→ DOCUMENT EXCERPT
I remember the day really well... I was talking with a woman who was my colleague at work. She had her children already but LOVED when people got pregnant or were trying. She was cute about it. ❤️
Somehow we got into discussion that I had been “trying” for over a year. I knew that after a year of trying and not being successful that I should probably go see a doctor. However, I also remember being in denial that there was a problem. Part of me was just having fun while trying and the other part of me didn’t want to face the reality that there might be an issue 😬.
Back to talking with my colleague... she was almost like a young mother figure but she pushed me and basically told me it had been too long and that I needed to meet with a doctor. I was inspired by her tenacity and care for my situation and so I did it - I called a doctor another friend had recommended and got on his schedule!

→ CHECK YOUR UNDERSTANDING
1. In the account of trying to conceive, who recommended the doctor the writer called?
2. Continue the account of trying to conceive, starting after its last sentence.

→ DATASET EXTRACT

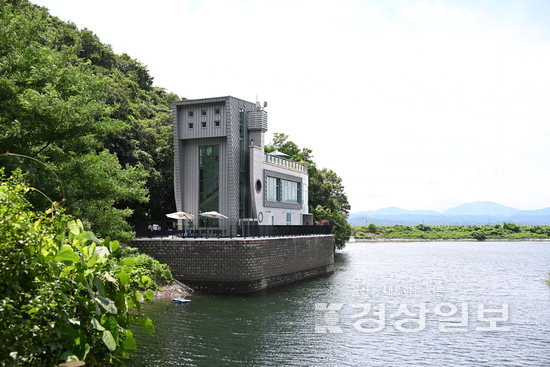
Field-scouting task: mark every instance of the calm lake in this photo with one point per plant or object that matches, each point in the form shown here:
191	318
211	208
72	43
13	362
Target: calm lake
387	304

→ EXPECTED RESPONSES
1. Another friend of the writer.

2.
My first visit with him was sweet. I still remember that he listened as I shared with him all that I felt and was worried about. I even cried as I shared some stuff. He never rushed me. He was patient and listened and then rolled up his sleeves and began to ask question after question to investigate the situation.
After some testing, he came to the conclusion that I suffered from a hypothyroid, high estrogen and endometriosis. All of which, I have attempted to overcome with medication and surgeries.
If I could go back to the start and tell myself any advice before the start of this journey it would be... This isn’t your fault....you are deserving of children and this doesn’t define your worth...it will only break you if you thought it was going to make you...you are more than the results of your efforts.